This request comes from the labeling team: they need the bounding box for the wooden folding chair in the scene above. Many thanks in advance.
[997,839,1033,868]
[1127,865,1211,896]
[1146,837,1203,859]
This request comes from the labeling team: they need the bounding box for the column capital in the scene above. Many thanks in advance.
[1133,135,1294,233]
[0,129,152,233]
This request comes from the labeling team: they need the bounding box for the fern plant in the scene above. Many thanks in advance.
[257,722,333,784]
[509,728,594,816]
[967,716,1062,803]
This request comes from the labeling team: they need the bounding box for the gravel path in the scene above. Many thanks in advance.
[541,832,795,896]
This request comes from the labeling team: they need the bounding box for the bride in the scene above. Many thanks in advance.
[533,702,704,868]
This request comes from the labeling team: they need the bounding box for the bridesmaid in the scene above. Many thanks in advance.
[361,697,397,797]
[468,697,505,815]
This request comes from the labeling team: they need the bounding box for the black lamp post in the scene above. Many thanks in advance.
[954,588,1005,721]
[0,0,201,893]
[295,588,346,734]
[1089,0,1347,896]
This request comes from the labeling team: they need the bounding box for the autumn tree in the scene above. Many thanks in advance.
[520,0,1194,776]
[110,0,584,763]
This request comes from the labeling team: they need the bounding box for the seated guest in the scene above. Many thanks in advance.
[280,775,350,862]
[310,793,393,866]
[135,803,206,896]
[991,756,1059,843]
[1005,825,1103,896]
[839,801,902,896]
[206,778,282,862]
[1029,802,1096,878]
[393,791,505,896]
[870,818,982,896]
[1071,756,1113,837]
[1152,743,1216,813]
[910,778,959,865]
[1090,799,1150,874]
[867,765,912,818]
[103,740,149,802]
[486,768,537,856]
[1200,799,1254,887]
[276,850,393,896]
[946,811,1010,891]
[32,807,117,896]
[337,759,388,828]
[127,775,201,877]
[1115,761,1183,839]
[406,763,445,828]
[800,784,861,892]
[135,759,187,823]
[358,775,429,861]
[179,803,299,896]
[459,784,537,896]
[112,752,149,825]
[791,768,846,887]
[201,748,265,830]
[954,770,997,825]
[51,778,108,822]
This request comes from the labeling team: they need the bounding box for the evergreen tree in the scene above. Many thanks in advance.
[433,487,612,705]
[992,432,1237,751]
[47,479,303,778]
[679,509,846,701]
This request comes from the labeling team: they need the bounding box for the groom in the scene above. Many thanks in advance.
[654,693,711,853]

------------------------------------------------------------

Please write out the whole listing above word for word, keeping every line unchanged and in its original order.

This request comes from the labeling team: they need the bounding box for the wooden folding chair in the scene above. Many thanks in advance.
[997,839,1033,868]
[1127,865,1211,896]
[1146,837,1203,859]
This request comes from the labeling team: they need the bounding box for the column capital in the scene above. Many thanks in advance.
[1133,135,1294,233]
[0,129,152,233]
This request comes from the labeling team: they need the bounding box for the fern plant in the scene above. Many thanks in advance.
[257,722,333,784]
[509,728,594,816]
[967,716,1062,803]
This request comes from the labeling team: they need the bounding box for the gravel path in the scene above. Many thanks in advance.
[541,832,795,896]
This request comes from the labeling team: they need the bounding box for the bride in the scene above. Many thanks in advance.
[533,702,704,868]
This request comes from the labeling team: they need the bounding box for the bridesmaid in the scene above. Many thanks in advance.
[361,697,397,797]
[468,697,505,815]
This request comes from the labeling team: they need the bounding box for the black lamp post in the scene above. Many thanks in advance.
[954,588,1005,721]
[0,0,201,893]
[295,588,346,734]
[1089,0,1347,896]
This request comes from the labeling team: they need the bounding box for the autumn tree in the scene above. Many thanks in advance.
[520,0,1194,776]
[110,0,584,763]
This request comes from the labeling team: they need the bounding box for the seated guest in the scene above. Many thanks in advance.
[280,775,350,862]
[310,793,393,866]
[135,803,206,896]
[991,756,1059,843]
[1005,825,1103,896]
[839,801,902,896]
[206,778,282,862]
[1029,802,1096,878]
[393,791,505,896]
[870,818,982,896]
[1071,756,1113,837]
[1152,743,1216,813]
[910,778,959,865]
[1090,799,1150,874]
[867,765,912,818]
[103,740,149,802]
[486,768,537,856]
[1200,799,1254,887]
[276,850,393,896]
[946,811,1010,891]
[32,807,117,896]
[337,759,388,828]
[127,775,201,877]
[1115,761,1183,839]
[406,763,445,828]
[800,784,861,892]
[135,759,187,823]
[358,775,429,861]
[179,803,299,896]
[459,784,537,896]
[112,752,149,825]
[791,768,846,887]
[201,748,265,830]
[954,770,997,825]
[51,778,108,822]
This request comes from the labeling team: they need the bounding box for the evergreen tree in the scene above. Many thanks in advance.
[433,487,612,705]
[992,432,1237,751]
[47,479,303,778]
[679,509,846,701]
This request comes from the labeling team: they need the bounding box for the groom in the scene above. Many thanks in advance.
[654,693,711,853]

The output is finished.